═════ DATA EXTRACT ═════
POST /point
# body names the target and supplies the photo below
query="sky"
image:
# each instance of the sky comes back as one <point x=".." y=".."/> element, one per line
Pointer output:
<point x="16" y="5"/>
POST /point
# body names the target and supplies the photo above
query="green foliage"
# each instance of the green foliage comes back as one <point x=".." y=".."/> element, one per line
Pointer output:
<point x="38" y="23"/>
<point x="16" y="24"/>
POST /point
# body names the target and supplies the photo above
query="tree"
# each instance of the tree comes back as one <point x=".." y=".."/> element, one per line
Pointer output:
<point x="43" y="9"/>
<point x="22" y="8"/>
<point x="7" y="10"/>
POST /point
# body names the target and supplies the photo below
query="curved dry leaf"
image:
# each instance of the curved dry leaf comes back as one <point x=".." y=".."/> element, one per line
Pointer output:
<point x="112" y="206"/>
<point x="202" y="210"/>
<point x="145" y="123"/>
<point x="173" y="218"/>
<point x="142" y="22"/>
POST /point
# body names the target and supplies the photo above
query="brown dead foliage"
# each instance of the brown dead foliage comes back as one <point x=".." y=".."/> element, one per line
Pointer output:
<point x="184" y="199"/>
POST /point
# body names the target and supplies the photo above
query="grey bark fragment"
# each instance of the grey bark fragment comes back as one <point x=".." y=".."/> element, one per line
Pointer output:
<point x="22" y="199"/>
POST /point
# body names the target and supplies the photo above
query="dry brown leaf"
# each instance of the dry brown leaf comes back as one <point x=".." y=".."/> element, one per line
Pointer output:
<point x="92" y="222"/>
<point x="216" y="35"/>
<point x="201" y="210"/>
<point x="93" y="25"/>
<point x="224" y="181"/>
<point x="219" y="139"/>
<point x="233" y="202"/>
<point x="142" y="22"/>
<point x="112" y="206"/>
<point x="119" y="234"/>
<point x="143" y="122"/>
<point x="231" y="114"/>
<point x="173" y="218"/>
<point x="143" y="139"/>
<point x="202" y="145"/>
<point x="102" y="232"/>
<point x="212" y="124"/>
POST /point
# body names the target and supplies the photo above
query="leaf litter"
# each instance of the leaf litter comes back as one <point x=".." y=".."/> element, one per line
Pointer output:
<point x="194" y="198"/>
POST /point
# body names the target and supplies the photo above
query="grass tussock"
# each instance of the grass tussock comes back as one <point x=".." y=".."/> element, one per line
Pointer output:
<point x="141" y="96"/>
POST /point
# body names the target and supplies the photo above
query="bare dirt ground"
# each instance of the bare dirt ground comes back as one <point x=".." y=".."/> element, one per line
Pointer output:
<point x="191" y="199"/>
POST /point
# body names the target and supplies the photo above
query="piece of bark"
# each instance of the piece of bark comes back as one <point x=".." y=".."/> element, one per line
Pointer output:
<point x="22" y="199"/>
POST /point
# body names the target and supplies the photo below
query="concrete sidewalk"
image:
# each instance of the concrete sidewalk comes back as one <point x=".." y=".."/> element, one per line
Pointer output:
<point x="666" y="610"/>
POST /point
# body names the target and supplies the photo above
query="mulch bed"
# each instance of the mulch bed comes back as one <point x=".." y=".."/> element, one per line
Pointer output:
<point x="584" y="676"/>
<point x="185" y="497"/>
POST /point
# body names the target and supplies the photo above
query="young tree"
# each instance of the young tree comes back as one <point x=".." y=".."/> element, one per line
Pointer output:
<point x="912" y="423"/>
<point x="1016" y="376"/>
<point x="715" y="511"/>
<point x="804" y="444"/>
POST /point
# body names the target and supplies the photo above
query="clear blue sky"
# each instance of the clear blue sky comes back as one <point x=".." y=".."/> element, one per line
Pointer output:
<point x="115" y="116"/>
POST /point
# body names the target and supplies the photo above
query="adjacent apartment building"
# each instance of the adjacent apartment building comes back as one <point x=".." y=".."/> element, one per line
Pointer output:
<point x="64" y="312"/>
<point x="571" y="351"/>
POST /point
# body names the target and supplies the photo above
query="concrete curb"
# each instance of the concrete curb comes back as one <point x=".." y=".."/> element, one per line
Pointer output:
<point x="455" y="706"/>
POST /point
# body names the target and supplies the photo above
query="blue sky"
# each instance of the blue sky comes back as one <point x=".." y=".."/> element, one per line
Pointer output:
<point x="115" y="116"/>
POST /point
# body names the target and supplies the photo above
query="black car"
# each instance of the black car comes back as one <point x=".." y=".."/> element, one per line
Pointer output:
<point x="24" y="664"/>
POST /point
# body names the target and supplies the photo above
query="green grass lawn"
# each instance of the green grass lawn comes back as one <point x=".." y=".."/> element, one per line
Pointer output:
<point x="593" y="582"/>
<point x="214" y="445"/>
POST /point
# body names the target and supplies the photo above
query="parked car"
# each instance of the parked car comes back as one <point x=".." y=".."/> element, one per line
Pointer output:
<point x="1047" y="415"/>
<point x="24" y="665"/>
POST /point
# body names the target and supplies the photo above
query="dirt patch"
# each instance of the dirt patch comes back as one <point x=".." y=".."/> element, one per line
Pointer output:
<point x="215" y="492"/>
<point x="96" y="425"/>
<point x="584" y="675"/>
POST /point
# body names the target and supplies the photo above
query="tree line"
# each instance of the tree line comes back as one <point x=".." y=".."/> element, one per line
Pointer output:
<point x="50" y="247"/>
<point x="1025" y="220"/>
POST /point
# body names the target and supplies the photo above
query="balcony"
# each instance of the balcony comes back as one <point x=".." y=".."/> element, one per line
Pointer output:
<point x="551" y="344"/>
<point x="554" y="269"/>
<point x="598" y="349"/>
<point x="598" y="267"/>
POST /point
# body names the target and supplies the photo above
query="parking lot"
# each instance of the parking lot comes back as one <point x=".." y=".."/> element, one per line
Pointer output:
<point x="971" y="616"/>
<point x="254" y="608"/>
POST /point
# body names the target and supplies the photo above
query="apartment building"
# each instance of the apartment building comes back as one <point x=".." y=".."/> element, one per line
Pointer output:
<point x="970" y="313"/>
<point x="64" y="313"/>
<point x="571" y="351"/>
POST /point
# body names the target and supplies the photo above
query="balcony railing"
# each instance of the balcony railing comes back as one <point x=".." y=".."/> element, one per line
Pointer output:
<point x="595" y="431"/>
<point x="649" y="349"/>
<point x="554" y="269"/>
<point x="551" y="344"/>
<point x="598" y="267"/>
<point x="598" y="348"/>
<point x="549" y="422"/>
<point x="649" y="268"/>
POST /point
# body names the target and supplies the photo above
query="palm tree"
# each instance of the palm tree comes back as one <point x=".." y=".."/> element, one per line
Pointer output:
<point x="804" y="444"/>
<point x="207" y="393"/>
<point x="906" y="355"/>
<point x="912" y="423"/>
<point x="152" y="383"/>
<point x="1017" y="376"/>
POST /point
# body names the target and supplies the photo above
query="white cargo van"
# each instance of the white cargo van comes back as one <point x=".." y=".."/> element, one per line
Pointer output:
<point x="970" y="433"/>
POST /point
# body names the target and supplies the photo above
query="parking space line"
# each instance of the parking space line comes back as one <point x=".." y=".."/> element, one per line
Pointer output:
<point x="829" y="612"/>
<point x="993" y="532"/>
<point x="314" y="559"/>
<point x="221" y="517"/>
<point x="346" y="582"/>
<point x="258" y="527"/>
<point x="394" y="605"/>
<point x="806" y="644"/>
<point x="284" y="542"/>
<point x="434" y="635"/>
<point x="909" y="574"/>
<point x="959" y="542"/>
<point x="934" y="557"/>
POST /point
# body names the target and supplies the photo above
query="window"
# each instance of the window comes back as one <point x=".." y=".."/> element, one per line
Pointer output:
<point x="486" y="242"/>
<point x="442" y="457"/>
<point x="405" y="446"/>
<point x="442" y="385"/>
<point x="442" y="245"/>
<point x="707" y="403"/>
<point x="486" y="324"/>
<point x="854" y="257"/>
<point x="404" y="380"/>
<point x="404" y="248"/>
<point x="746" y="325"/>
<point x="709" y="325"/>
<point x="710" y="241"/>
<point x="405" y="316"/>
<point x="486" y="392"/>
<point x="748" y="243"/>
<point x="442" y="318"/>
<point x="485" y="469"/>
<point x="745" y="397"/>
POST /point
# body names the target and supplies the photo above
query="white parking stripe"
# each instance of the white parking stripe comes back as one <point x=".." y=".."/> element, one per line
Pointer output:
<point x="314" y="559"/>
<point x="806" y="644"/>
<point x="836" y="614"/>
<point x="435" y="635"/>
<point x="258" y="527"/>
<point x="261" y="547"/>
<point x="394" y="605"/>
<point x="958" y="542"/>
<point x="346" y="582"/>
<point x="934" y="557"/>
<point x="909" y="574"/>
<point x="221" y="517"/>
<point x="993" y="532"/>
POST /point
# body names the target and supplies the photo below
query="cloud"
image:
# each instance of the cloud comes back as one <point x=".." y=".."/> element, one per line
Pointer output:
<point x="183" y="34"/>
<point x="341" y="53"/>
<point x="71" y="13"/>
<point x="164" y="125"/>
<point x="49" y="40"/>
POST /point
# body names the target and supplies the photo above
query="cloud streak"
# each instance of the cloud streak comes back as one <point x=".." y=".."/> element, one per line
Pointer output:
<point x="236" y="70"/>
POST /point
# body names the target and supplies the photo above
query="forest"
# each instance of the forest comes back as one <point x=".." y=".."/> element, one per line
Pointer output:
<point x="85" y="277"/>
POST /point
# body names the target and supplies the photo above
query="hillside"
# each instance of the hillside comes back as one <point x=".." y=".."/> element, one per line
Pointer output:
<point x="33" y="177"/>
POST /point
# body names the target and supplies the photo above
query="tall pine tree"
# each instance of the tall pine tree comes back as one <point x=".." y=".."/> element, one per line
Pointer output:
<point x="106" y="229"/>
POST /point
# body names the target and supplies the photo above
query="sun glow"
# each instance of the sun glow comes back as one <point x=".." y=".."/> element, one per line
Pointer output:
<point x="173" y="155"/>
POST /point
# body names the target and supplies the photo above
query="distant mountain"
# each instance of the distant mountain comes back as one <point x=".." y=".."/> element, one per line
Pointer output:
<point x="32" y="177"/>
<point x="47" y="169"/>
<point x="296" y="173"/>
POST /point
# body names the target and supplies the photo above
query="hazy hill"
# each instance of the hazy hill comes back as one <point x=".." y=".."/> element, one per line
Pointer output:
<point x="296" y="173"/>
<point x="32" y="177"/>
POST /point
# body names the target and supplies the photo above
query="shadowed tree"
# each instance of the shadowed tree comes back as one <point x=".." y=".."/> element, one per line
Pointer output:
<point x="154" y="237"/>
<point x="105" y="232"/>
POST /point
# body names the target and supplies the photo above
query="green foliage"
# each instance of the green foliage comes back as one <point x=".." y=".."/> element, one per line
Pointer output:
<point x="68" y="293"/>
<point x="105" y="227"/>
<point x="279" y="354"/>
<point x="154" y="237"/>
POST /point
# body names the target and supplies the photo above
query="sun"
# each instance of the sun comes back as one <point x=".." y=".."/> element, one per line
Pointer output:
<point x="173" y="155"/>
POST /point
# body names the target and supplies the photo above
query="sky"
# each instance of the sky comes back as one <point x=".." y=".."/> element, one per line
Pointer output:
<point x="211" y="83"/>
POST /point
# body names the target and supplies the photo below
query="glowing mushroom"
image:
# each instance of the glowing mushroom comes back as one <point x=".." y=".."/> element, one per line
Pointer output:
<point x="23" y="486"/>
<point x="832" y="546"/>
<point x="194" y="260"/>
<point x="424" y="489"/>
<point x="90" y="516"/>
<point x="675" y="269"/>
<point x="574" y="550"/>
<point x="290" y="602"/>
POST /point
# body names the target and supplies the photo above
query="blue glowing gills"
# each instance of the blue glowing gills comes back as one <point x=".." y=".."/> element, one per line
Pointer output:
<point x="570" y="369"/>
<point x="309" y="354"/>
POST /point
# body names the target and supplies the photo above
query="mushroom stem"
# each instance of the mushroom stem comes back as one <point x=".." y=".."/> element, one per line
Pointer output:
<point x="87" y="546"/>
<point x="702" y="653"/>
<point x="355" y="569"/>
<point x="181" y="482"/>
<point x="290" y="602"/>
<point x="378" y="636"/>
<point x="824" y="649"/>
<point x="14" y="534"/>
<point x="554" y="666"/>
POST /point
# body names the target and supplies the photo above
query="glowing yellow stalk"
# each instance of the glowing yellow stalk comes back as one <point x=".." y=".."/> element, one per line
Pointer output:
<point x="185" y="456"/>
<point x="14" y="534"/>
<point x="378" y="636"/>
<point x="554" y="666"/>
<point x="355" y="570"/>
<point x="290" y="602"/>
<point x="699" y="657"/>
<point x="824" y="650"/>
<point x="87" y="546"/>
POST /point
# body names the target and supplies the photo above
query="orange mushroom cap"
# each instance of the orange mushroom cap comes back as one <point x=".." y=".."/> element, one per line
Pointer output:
═════
*TASK INSTRUCTIONS*
Return each line of the listing above that contains the word "dead", treating uppercase and lowercase letters as different.

*OUTPUT OF THE TASK*
query="brown dead foliage"
# each instance of the brown dead foliage comes back as one <point x=".." y=".."/> element, one per line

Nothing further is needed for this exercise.